Document excerpt:
((
During the [eighteen-] forties the Post Office first attempted a mail route overland between Auckland and Wellington. The only feasible route was by the west coast, where foot messengers could avoid the dense bush and tangled undergrowth that covered most of the central parts of the island. The path went from the Waikato Heads to Kawhia Habour, and thence by way of Mokau to New Plymouth. From Wellington the messenger would take mail to Wanganui and on to New Plymouth by way of Hawera (then called Waimate). The Government Gazette makes mention, in September 1843, of the intended monthly service from Auckland to Kawhia Harbour. It was to start on 15 September 1843. Nothing more is heard of it. In 1844 Felton Mathew, then Acting Deputy Postmaster-General, advertised that a fortnightly mail would commence on this route in August of that year. We know a Thomas Scott of Rangitikei (now Bulls) was carrying mail between Wellington and Wanganui for nine months in 1844-45, but it is not clear how much of this overland route was in use at that time. This earliest use of the overland route between Wellington and Auckland did not last long; it had ceased when the British Commissioners visited New Zealand in 1846.
))
Stated task: Could you write the next part of the account of the 1840s overland mail route between Auckland and Wellington, picking up after its last sentence?

[Dataset excerpt]
((
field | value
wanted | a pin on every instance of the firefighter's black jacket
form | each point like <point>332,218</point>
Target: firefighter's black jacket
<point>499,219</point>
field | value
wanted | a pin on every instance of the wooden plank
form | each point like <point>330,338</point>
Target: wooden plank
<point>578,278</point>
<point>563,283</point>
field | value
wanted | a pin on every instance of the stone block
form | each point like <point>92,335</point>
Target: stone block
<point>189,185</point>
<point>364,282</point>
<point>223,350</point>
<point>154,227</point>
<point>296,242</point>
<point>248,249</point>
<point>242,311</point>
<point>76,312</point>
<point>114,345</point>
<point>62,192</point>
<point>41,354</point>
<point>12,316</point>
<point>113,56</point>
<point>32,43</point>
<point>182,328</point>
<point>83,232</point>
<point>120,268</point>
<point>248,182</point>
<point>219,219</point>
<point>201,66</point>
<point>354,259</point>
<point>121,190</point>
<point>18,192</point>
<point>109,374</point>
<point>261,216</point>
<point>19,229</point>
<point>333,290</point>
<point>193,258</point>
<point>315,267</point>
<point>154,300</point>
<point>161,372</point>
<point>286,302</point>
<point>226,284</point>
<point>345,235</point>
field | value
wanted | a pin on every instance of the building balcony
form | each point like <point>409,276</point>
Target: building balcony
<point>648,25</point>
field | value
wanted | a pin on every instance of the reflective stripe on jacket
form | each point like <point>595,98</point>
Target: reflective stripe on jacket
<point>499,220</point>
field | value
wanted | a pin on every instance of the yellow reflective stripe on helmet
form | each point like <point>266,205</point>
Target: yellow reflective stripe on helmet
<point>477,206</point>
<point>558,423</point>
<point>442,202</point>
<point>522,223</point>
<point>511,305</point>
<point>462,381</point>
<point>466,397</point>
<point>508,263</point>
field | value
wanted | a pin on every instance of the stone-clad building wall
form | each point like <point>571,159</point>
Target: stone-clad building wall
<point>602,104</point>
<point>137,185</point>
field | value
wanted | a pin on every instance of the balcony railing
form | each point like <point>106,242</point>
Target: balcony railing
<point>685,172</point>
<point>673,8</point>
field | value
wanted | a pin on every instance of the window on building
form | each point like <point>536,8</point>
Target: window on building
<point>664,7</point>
))
Result:
The Wellington-Wanganui section was reopened in 1849. Thomas Scott answered the call for tenders by promising to carry the mail by horsed postmen. They were to go from each end and exchange mail at Ohau "which is as near as possible halfway". A mail was to traverse the whole distance in three and a half days. Thomas Scott's bid was regarded as too high, and the government decided to use police instead.
The whole route between Auckland and Wellington seems to have been put to use by 1856, for Henry King of New Plymouth reported that the mails were arriving and departing "with much regularity". It was a long and difficult journey to go the whole length of the route. If a mail, for example, left Wellington on a Wednesday, it reached Wanganui on Saturday, arriving in New Plymouth the next Friday, reached Mokau the following Monday, and arrived in Auckland, all being well, on Saturday - two and a half weeks after leaving Wellington! One reason for the long schedule was the refusal of the Maoris [sic.], who had become professed Christians, to carry mail on Sunday. It was a day of rest.
- Howard Robinson, A History of the Post Office in New Zealand, Government Printer, Wellington, 1964, p.57-8.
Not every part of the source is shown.